● Extracted text
270 Strategies’ team of 45 staffers includes 16 members who worked directly for Obama’s campaigns. Most of the former Obama staffers hold the senior posts at the firm. Others worked for the Democratic Party, the Democratic National Committee or grassroots groups involved in progressive efforts, including a group to enroll Americans in Obamacare.

When the firm was founded last year, 270 Strategies brandished its leaders’ central role in Obama’s reelection campaign as part of a pitch to clients.

“We’re building 270 Strategies to bring the empowering Obama grassroots model to your campaign,” the group announced.

Common Core, SEIU, Hillary

270 Strategies’ client list boasts numerous Democratic personalities and progressive organizations aside from Battleground Texas, including Terry McAuliffe, Cory Booker, Planned Parenthood and the union SEIU.

The firm is working to build what it describes as a “grassroots army” for the political super PAC “Ready For Hillary,” so that, Bird announced, “if and when Hillary makes any decision about her political future, she’ll have the grassroots army she needs to pave her way to victory and the White House.”

Bird’s group was reportedly hired to oversee grassroots organizing, volunteer training and recruitment for the pro-Hillary PAC.

270 Strategies consults for Mayors Against Illegal Guns, ex-NYC mayor Michael Bloomberg’s gun reform advocacy group. The firm is helping Bloomberg’s organization to expand its outreach nationwide and target key legislators to achieve gun policy reform.

It also helped to launch socialist-style group calling itself Peers, which bills itself as the country’s first member-driven organization committed to a “sharing economy.” Peers believes that the “21st century economy means sharing assets like cars, homes, skills, and time,” relates 270 Strategies on its website.

● Information given
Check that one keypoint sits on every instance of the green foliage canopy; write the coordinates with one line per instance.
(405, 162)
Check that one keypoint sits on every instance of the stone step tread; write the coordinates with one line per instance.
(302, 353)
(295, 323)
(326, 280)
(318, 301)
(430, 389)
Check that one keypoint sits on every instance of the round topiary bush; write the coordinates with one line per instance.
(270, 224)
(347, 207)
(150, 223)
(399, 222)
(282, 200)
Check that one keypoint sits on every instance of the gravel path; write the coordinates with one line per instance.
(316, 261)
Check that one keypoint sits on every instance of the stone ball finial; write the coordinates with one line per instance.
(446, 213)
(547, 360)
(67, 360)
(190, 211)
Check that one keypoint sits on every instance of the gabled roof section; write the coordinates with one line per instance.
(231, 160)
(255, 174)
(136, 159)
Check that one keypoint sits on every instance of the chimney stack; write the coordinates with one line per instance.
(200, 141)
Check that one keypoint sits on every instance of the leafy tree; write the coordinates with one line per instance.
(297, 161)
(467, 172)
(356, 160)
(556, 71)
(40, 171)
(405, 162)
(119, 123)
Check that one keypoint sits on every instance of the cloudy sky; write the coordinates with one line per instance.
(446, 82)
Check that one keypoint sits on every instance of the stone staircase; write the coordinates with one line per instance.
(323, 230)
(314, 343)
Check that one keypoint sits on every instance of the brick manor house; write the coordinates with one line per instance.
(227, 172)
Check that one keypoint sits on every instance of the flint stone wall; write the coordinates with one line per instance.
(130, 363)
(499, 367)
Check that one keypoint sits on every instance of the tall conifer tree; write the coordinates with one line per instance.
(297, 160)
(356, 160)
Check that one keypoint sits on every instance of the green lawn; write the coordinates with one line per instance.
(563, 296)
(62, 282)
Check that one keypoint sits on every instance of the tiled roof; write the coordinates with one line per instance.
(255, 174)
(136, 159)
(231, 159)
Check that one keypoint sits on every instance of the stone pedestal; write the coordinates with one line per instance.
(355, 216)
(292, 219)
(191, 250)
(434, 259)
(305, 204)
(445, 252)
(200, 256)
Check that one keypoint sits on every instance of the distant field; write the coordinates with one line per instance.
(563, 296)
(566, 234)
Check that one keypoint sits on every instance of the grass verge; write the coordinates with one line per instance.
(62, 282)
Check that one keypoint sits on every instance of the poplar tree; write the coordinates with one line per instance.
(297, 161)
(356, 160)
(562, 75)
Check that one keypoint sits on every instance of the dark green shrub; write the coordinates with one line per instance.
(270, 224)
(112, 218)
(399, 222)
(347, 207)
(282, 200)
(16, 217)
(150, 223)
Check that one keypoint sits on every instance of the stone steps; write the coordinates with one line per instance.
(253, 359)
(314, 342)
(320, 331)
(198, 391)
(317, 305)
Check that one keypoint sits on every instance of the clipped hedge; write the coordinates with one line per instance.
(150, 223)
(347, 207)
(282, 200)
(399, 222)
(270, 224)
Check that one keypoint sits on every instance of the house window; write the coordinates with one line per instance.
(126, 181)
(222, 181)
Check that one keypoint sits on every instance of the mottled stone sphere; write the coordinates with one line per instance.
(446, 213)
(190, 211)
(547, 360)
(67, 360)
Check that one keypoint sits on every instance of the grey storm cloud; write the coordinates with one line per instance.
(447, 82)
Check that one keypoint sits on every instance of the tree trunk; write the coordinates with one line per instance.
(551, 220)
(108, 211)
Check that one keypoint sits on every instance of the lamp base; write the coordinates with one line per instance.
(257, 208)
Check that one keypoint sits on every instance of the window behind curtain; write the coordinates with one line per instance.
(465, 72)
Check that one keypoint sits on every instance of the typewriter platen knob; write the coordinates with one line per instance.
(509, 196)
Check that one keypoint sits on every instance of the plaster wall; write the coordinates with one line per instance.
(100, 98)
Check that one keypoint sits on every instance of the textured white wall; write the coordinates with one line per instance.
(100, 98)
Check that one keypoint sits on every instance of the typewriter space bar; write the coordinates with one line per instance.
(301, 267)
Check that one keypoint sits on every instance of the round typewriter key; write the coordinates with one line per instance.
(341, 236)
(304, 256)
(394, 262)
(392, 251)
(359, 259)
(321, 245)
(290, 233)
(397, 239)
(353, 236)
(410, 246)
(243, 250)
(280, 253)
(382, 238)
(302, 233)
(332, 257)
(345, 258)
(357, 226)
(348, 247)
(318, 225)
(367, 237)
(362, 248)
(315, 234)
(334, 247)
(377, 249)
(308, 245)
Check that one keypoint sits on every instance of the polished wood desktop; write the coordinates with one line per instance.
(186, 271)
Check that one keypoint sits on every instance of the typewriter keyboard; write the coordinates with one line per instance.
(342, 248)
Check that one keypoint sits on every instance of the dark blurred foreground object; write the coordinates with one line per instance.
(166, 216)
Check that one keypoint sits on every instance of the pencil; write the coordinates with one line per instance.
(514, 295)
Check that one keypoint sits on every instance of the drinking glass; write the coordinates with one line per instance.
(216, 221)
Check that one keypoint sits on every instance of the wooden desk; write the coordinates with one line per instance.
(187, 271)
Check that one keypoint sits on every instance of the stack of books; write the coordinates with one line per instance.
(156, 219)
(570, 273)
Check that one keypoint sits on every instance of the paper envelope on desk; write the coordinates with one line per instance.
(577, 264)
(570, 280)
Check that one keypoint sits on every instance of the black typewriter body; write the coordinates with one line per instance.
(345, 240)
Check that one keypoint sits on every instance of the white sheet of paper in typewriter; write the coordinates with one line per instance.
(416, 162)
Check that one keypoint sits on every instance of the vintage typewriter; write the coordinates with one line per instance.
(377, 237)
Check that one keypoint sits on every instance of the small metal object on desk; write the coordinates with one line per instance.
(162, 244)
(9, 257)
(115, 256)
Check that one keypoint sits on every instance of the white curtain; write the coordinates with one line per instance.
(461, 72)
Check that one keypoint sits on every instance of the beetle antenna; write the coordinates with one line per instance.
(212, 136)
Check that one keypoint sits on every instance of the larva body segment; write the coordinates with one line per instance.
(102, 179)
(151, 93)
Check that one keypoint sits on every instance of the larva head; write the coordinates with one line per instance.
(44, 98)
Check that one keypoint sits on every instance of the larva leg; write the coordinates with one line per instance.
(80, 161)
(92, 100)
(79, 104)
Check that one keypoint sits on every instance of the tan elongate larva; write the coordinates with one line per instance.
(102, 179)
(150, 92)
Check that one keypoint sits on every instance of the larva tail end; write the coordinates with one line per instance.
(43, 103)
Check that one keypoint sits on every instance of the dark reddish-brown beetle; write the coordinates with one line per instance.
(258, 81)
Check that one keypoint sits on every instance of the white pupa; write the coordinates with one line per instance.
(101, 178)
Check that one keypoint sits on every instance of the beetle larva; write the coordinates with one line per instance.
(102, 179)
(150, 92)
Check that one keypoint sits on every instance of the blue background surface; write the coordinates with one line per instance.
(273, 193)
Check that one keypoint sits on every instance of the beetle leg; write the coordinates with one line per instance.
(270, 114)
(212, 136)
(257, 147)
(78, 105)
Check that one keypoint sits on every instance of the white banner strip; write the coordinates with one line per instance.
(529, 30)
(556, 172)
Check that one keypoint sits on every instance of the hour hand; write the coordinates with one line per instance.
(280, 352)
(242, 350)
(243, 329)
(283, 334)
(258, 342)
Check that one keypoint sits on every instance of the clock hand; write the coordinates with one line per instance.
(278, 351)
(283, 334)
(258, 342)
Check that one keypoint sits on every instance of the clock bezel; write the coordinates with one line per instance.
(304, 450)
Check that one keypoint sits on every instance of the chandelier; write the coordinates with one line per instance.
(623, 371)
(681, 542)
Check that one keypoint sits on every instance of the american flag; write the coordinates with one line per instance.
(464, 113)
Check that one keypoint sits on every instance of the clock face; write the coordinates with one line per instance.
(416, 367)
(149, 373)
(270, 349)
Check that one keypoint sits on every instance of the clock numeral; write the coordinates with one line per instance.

● Things to do
(1) Repeat the passage about 270 Strategies word for word, from "270 Strategies’ client" to "gun policy reform.".
(2) Pick up the passage about the consulting firm 270 Strategies where it stops and keep writing.
The listing comes from a separate source.

● Results
(1)
270 Strategies’ client list boasts numerous Democratic personalities and progressive organizations aside from Battleground Texas, including Terry McAuliffe, Cory Booker, Planned Parenthood and the union SEIU.

The firm is working to build what it describes as a “grassroots army” for the political super PAC “Ready For Hillary,” so that, Bird announced, “if and when Hillary makes any decision about her political future, she’ll have the grassroots army she needs to pave her way to victory and the White House.”

Bird’s group was reportedly hired to oversee grassroots organizing, volunteer training and recruitment for the pro-Hillary PAC.

270 Strategies consults for Mayors Against Illegal Guns, ex-NYC mayor Michael Bloomberg’s gun reform advocacy group. The firm is helping Bloomberg’s organization to expand its outreach nationwide and target key legislators to achieve gun policy reform.

(2)
Peers’ director, Natalie Foster, previously worked for both the Obama administration and the progressive Sierra Club.

Bird co-founded the Battleground Texas Action Committee, which utilizes Alinsky-style field organizing in an attempt to turn Texas into a swing state.

Paid volunteers?

Bird’s firm, meanwhile, reportedly ran a five day “270/360 Training Intensive” program last September, with students paying a $3,500 fee to learn field work. If the students reportedly paid an additional $1,500 they would be sent out for volunteer field work for various Democratic campaigns. The courses were also aimed at political groups worldwide to learn Obama-style organizing tactics and then deploy the training in their home countries.

The for-pay volunteer program and training course drew criticism from the progressive establishment.

“It’s deeply concerning that leaders in our party are launching a ‘pay to play’ system for would-be campaign staff,” one Democratic campaign veteran told BuzzFeed.

Mikey Franklin, a former progressive field staffer working to end the D.C. practice of unpaid internships, called the 270 Strategies course “shameful.”

“It’s a basic principle that people should work for pay; they shouldn’t pay to work,” Franklin said. “It’s shameful that 270 Strategies are throwing their progressive values out of the window by charging $5,000 for a 5-day training and an unpaid internship. How will we win for the 99% if we only recruit from the 1%?”

With research by Brenda J. Elliott.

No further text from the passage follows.